══ EXTRACTED TEXT

Thursday, January 17, 2008

FINDING MY VOICE

So, I call my blog “Confessions of a Sunday Morning Organist”, yet, the thought occurred to me that I rarely write anything about music. For as long as I can remember, music has been a part of my life, even long before I was able to play an instrument. My paternal grandfather and several of my cousins on that side of the family were always very musical. I recall after holiday meals there would always be a “picking and grinning” session, involving the singing of old hymns accompanied by guitar and mandolin, and sometimes keyboard, as I have a cousin who plays by ear. I suppose that is where I get a great deal of my talent.

Music, whether instrumental or vocal, has had a transforming impact on my life. When I was finally allowed to take music lessons, I finally found something I could do. I had no athletic abilities whatsoever—to be honest I don’t even know how to play any sports and to say that I have a working knowledge of any sport would be a stretch, to say the least. But music, it gave me a purpose. It gave me something to strive for, something to be proud of. Within a year and a half of taking piano lessons, I was substituting as organist at church, shortly after that, I was accompanying the high school chorus. To a child like me, who had never had anything for which to be proud, these were huge accomplishments. Going to college, I majored in music quite by accident, but what a great accident it has turned out to be for me.

Here’s my confession: I will be the first to admit that I am not a perfect musician. I struggle with rhythm. I hit the occasional wrong note, but I’ve learned to let those minor things go. Often, nobody even notices those “mistakes” anyway. So, if they aren’t going to sweat over it, why should I? I am so blessed to be able to sit down and play the piano. Sometimes, if I’m feeling down, I’ll just sit down and play a hymn, usually “My Tribute”, which is my favorite hymn, and one of the few songs I can play completely from memory. Sometimes I can’t find the words to pray. Playing that favorite hymn completely lifts my spirits and is often more effective than a prayer.

Music has helped me find my “voice”, whether that “voice” is instrumental or vocal. I was a vocal major in college, but my first love will always be those 88 keys of the piano.

════
══ INFORMATION PROVIDED

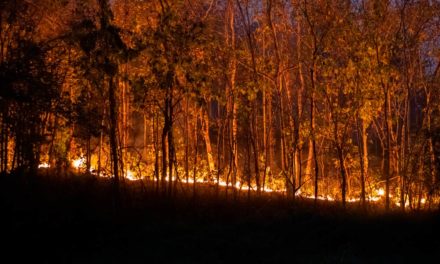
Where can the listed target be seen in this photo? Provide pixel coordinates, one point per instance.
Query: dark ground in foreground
(50, 219)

════

▶ _PARTS OF THE EXERCISE_:
(a) In the blog post on music, which hymn does the writer name as a favorite?
(b) According to the blog post on music, why has the writer learned to let minor mistakes like wrong notes go?
Answer only from the blog post on music, not from the data.

▶ _FINAL RESULTS_:
(a) "My Tribute"

(b) Often nobody even notices those mistakes. Since listeners aren't going to sweat over them, the writer sees no reason to either.